- [Activity] Scan the entries that follow for the word "target", then report every line in which it appears.

● ● ● ● ●

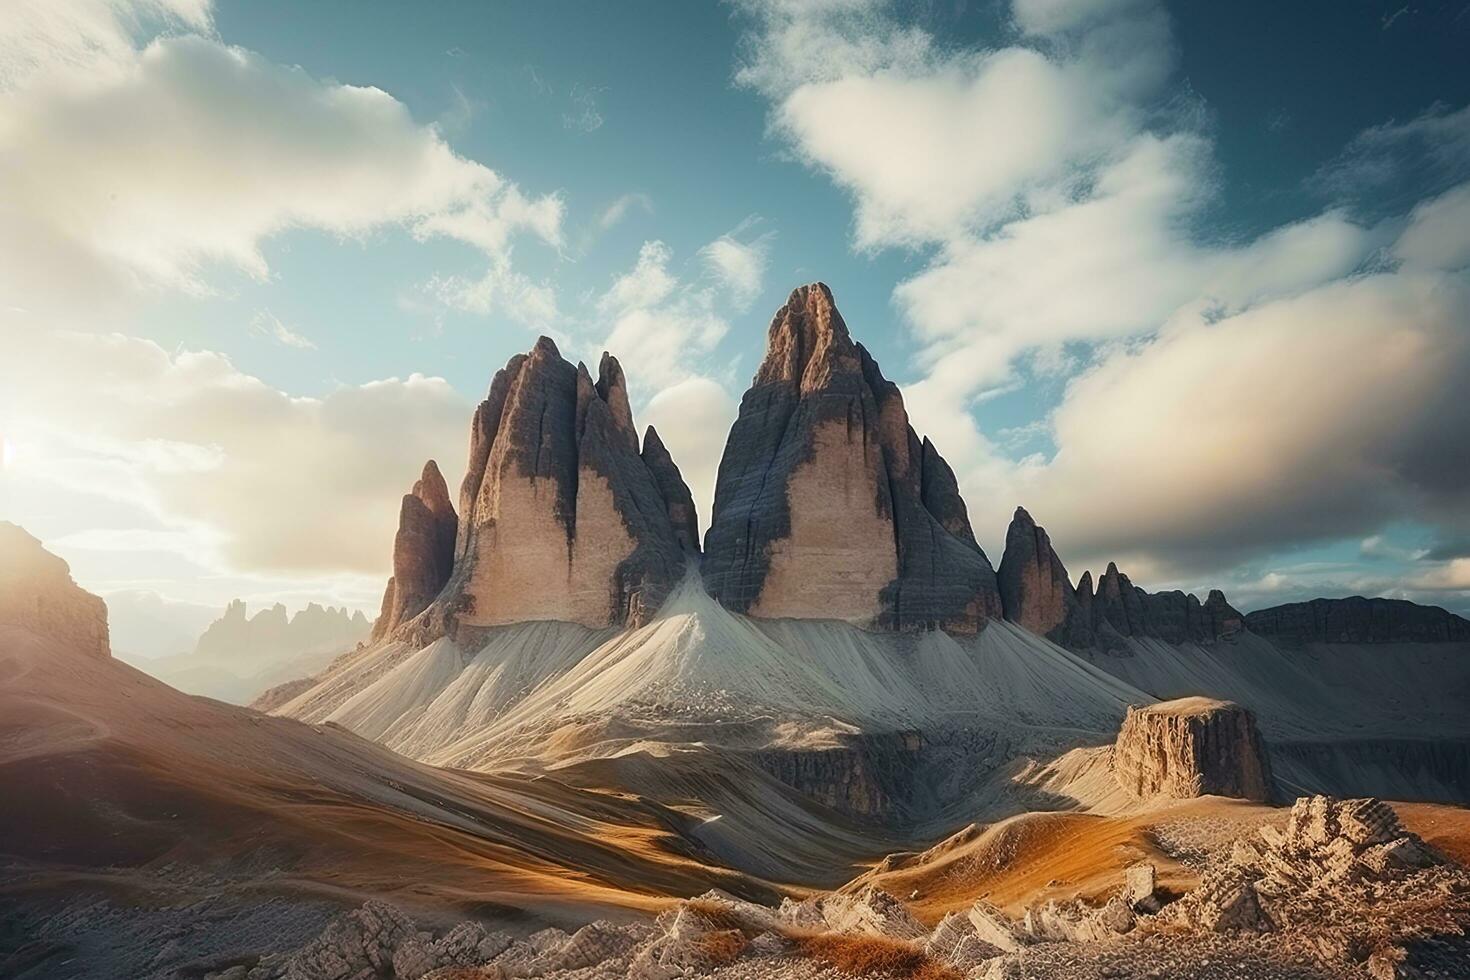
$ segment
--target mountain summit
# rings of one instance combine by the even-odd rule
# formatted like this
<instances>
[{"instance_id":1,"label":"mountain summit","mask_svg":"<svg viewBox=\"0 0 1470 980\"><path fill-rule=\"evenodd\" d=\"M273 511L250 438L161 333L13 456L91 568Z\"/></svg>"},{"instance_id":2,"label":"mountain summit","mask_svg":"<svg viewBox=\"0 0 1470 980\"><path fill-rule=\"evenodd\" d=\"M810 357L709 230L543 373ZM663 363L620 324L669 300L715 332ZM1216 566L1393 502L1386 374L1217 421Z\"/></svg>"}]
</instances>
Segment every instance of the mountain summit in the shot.
<instances>
[{"instance_id":1,"label":"mountain summit","mask_svg":"<svg viewBox=\"0 0 1470 980\"><path fill-rule=\"evenodd\" d=\"M759 617L974 633L1000 615L954 473L822 283L771 321L720 460L704 581Z\"/></svg>"}]
</instances>

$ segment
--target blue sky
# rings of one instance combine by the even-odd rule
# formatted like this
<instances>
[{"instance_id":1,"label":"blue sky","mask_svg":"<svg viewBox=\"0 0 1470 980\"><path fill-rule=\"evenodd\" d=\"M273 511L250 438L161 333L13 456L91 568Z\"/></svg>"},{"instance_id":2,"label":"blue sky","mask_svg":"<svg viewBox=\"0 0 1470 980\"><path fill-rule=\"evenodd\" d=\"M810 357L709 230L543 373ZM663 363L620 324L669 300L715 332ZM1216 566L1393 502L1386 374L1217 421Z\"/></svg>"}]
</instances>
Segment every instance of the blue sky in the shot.
<instances>
[{"instance_id":1,"label":"blue sky","mask_svg":"<svg viewBox=\"0 0 1470 980\"><path fill-rule=\"evenodd\" d=\"M542 332L707 504L821 279L994 559L1470 609L1470 2L19 14L0 518L114 605L371 612Z\"/></svg>"}]
</instances>

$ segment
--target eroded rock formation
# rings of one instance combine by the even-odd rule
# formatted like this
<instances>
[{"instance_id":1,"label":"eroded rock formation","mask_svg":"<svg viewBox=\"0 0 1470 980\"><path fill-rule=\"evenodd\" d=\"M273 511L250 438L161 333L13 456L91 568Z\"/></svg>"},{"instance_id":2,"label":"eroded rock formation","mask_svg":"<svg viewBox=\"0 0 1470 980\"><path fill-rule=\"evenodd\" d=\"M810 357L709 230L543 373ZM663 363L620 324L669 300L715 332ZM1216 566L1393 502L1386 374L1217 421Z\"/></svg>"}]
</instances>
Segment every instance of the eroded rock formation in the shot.
<instances>
[{"instance_id":1,"label":"eroded rock formation","mask_svg":"<svg viewBox=\"0 0 1470 980\"><path fill-rule=\"evenodd\" d=\"M432 459L404 494L393 539L393 576L383 592L383 607L373 639L384 636L428 608L454 571L454 540L459 518L449 487Z\"/></svg>"},{"instance_id":2,"label":"eroded rock formation","mask_svg":"<svg viewBox=\"0 0 1470 980\"><path fill-rule=\"evenodd\" d=\"M1091 579L1088 579L1088 585ZM1151 636L1166 643L1209 643L1240 628L1241 615L1212 590L1201 603L1188 592L1146 592L1108 563L1097 580L1097 592L1083 600L1091 611L1099 641L1117 636Z\"/></svg>"},{"instance_id":3,"label":"eroded rock formation","mask_svg":"<svg viewBox=\"0 0 1470 980\"><path fill-rule=\"evenodd\" d=\"M688 554L699 554L699 515L694 509L694 495L689 492L689 485L684 482L674 457L669 455L658 431L651 425L643 433L642 455L644 465L653 474L653 482L663 495L679 547Z\"/></svg>"},{"instance_id":4,"label":"eroded rock formation","mask_svg":"<svg viewBox=\"0 0 1470 980\"><path fill-rule=\"evenodd\" d=\"M1464 643L1470 620L1403 599L1313 599L1245 617L1252 633L1295 643Z\"/></svg>"},{"instance_id":5,"label":"eroded rock formation","mask_svg":"<svg viewBox=\"0 0 1470 980\"><path fill-rule=\"evenodd\" d=\"M19 626L89 656L112 656L107 604L22 528L0 521L0 626Z\"/></svg>"},{"instance_id":6,"label":"eroded rock formation","mask_svg":"<svg viewBox=\"0 0 1470 980\"><path fill-rule=\"evenodd\" d=\"M821 283L771 322L720 461L704 579L755 616L975 632L1000 614L953 472Z\"/></svg>"},{"instance_id":7,"label":"eroded rock formation","mask_svg":"<svg viewBox=\"0 0 1470 980\"><path fill-rule=\"evenodd\" d=\"M996 573L1006 619L1053 643L1092 645L1092 616L1078 602L1077 590L1051 546L1046 529L1024 507L1017 507L1006 531L1006 550ZM1088 598L1092 579L1086 578Z\"/></svg>"},{"instance_id":8,"label":"eroded rock formation","mask_svg":"<svg viewBox=\"0 0 1470 980\"><path fill-rule=\"evenodd\" d=\"M657 467L640 455L616 358L603 355L595 382L547 337L511 358L471 427L446 592L458 622L646 621L686 563L660 489L683 481L667 453Z\"/></svg>"},{"instance_id":9,"label":"eroded rock formation","mask_svg":"<svg viewBox=\"0 0 1470 980\"><path fill-rule=\"evenodd\" d=\"M1113 746L1113 773L1141 800L1271 795L1271 765L1255 717L1211 698L1129 708Z\"/></svg>"}]
</instances>

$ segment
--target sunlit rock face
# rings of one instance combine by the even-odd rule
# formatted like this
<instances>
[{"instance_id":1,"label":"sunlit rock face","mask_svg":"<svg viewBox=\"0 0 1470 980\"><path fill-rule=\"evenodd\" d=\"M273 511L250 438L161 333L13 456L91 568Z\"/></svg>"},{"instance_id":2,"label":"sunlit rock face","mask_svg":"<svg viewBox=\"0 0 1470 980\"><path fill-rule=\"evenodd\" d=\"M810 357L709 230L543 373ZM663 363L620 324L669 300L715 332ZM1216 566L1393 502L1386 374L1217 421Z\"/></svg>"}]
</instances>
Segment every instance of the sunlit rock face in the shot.
<instances>
[{"instance_id":1,"label":"sunlit rock face","mask_svg":"<svg viewBox=\"0 0 1470 980\"><path fill-rule=\"evenodd\" d=\"M1403 599L1313 599L1259 609L1245 617L1252 633L1290 643L1456 643L1470 621L1438 606Z\"/></svg>"},{"instance_id":2,"label":"sunlit rock face","mask_svg":"<svg viewBox=\"0 0 1470 980\"><path fill-rule=\"evenodd\" d=\"M1129 708L1113 747L1113 773L1142 800L1271 795L1271 766L1255 716L1211 698Z\"/></svg>"},{"instance_id":3,"label":"sunlit rock face","mask_svg":"<svg viewBox=\"0 0 1470 980\"><path fill-rule=\"evenodd\" d=\"M393 577L388 579L382 611L373 625L374 639L413 619L438 597L454 570L458 525L449 488L431 459L399 508Z\"/></svg>"},{"instance_id":4,"label":"sunlit rock face","mask_svg":"<svg viewBox=\"0 0 1470 980\"><path fill-rule=\"evenodd\" d=\"M645 622L687 561L661 483L688 494L667 453L652 468L640 454L617 360L604 354L594 382L542 337L475 412L446 590L455 618Z\"/></svg>"},{"instance_id":5,"label":"sunlit rock face","mask_svg":"<svg viewBox=\"0 0 1470 980\"><path fill-rule=\"evenodd\" d=\"M975 632L995 572L953 472L821 283L771 322L715 486L704 580L737 612Z\"/></svg>"},{"instance_id":6,"label":"sunlit rock face","mask_svg":"<svg viewBox=\"0 0 1470 980\"><path fill-rule=\"evenodd\" d=\"M112 656L107 604L72 581L65 561L8 521L0 521L0 626L19 626L88 656Z\"/></svg>"},{"instance_id":7,"label":"sunlit rock face","mask_svg":"<svg viewBox=\"0 0 1470 980\"><path fill-rule=\"evenodd\" d=\"M1064 646L1092 645L1090 611L1078 602L1046 529L1017 507L997 573L1006 619ZM1091 579L1088 579L1091 582ZM1091 586L1088 588L1091 597Z\"/></svg>"}]
</instances>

● ● ● ● ●

- [Your response]
--target mountain summit
--target blue sky
--target eroded rock formation
--target sunlit rock face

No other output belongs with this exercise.